Listing

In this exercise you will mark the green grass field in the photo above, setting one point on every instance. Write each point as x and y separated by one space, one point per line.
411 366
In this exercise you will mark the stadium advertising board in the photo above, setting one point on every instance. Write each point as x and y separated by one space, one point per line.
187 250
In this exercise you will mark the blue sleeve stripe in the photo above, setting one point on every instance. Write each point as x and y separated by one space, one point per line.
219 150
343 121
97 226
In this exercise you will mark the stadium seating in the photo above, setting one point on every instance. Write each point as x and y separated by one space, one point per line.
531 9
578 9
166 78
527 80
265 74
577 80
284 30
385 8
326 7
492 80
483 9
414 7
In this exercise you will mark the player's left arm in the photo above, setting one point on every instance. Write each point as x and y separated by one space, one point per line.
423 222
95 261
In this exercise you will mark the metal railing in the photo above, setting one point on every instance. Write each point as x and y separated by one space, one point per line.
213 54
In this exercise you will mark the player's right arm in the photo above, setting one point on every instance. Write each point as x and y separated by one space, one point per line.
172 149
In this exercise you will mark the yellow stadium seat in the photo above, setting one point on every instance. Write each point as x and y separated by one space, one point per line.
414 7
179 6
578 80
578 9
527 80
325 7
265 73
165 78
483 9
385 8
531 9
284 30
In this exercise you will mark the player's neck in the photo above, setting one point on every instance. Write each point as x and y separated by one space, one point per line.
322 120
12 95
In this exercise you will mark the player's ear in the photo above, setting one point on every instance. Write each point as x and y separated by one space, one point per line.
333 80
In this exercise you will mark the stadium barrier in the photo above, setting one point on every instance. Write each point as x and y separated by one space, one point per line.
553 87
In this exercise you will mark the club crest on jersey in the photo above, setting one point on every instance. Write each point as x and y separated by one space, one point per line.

Description of the task
Please rename "stadium" to "arena" throughout the rows above and give them again with everything else unchanged.

Solution for this task
In this exercise you will mark the green grass field in the photo above, setting one point on every instance. Write each point as x and y separated by one space, one point per line.
411 366
In this exercise you will mark the arena advertising board in the photo above, setting one point on every instance. Write each point as x and y separated by one space, one point per line.
187 250
In this exercise you will mark the blue sleeve stripe in the photo above, setting one point on every instance. Write each point as x and y separated by one space, one point per line.
219 150
343 121
97 226
In this exercise you will mark the arena seating in the photo above, setting one point on every instance. Write each point as x and y separated by one space, one point per line.
531 9
578 9
166 78
527 80
265 74
577 80
284 30
385 8
326 7
492 80
483 9
414 7
In this exercise you will mark the player's left arm in the photo above, setting one point on every instance. Write each point as x and y separated by one space, one point per line.
423 222
95 261
In this exercise you will mark the metal railing in the photo above, setting one point on every instance. Write each point as x and y separated by one space, one point per line.
213 54
In this exercise you will mark the player's right arm in the photo above, setting one point on every instance. Write each point as x and y separated by one space, one point per line.
172 149
In this exercise you will mark the yellow arena seat in the photo above, setting one point on every instance. Write each point as x and y separated by one space, one point per line.
414 7
179 6
578 80
578 9
527 80
325 7
265 73
165 78
483 9
385 8
531 9
284 30
In this exercise you will mark the player's neck in the photo above, setting one point on every instance. Write each point as x and y separated by one space, one point per line.
322 120
12 95
In this exercise you will mark the player's ear in the photo above, setting one point on every instance. Write each point as x and y separated by one space, one point per line.
333 80
In this exercise you will mark the arena barrier in the photo above, setting one point on every instance. Write each point as x and y separated by one space, one point per line.
553 87
In this exercise you will mark the club crest on jersey in the photo above, setting one point on every instance. Write each point as x and y separated by one space, one point per line.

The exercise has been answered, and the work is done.